GOAL OF THE EXERCISE
The line holding "# point: stone table top" and all lines that follow it to the end of the data: return these exactly, and nothing more.

RECORDS FOR THE TASK
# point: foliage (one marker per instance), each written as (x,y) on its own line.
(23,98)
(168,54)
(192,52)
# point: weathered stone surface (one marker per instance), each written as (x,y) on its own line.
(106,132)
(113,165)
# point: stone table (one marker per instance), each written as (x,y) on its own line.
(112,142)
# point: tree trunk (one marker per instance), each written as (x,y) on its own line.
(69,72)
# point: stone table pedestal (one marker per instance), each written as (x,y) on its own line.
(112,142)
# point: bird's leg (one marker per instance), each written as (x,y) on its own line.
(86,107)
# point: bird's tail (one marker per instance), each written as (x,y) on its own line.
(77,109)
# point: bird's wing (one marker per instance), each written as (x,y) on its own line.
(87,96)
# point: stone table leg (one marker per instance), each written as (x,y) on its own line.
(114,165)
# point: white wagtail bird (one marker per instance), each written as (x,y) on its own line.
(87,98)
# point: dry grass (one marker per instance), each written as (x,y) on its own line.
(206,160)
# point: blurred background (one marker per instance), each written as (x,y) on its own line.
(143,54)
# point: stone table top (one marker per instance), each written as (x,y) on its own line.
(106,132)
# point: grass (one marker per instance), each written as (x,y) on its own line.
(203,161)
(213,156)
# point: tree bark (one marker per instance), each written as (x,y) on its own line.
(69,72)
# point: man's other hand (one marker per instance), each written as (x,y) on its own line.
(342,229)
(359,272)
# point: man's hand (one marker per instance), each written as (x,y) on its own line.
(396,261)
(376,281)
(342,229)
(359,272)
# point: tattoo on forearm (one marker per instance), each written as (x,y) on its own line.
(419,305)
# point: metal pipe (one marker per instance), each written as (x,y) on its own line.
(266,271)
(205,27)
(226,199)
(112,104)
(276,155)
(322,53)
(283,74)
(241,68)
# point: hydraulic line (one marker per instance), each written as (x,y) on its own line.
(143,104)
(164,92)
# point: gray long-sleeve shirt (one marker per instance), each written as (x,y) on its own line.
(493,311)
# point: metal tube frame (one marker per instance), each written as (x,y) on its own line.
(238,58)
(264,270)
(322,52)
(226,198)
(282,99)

RESPONSE TO THE EXERCISE
# point: stone table top (one marker per instance), each written as (x,y) on its own line.
(106,132)
# point: grass (one marker per instance), each written as (x,y) on its own line.
(203,161)
(213,156)
# point: tree bark (one marker per instance), each written as (x,y) on its own line.
(69,72)
# point: man's other hand (one marker per instance), each written as (x,y) on its own line.
(342,229)
(359,272)
# point: man's hand (one marker per instance), each written as (x,y) on its own line.
(396,261)
(376,281)
(342,229)
(359,272)
# point: tattoo on forearm (one marker per instance), each written as (x,y) on its own line.
(419,305)
# point: metal pipe (one marker per instance), each written as (x,y) on its own line.
(266,271)
(205,27)
(226,199)
(112,104)
(276,155)
(322,53)
(283,74)
(241,68)
# point: hydraulic line (one marker per instance), each written as (x,y) on its own line.
(143,104)
(164,92)
# point: gray long-sleeve shirt (one marker per instance), each written as (x,y) on its own line.
(493,311)
# point: metal tube frame (one marker per instance), each written as (x,y) on its own line.
(238,58)
(264,270)
(322,52)
(226,198)
(282,99)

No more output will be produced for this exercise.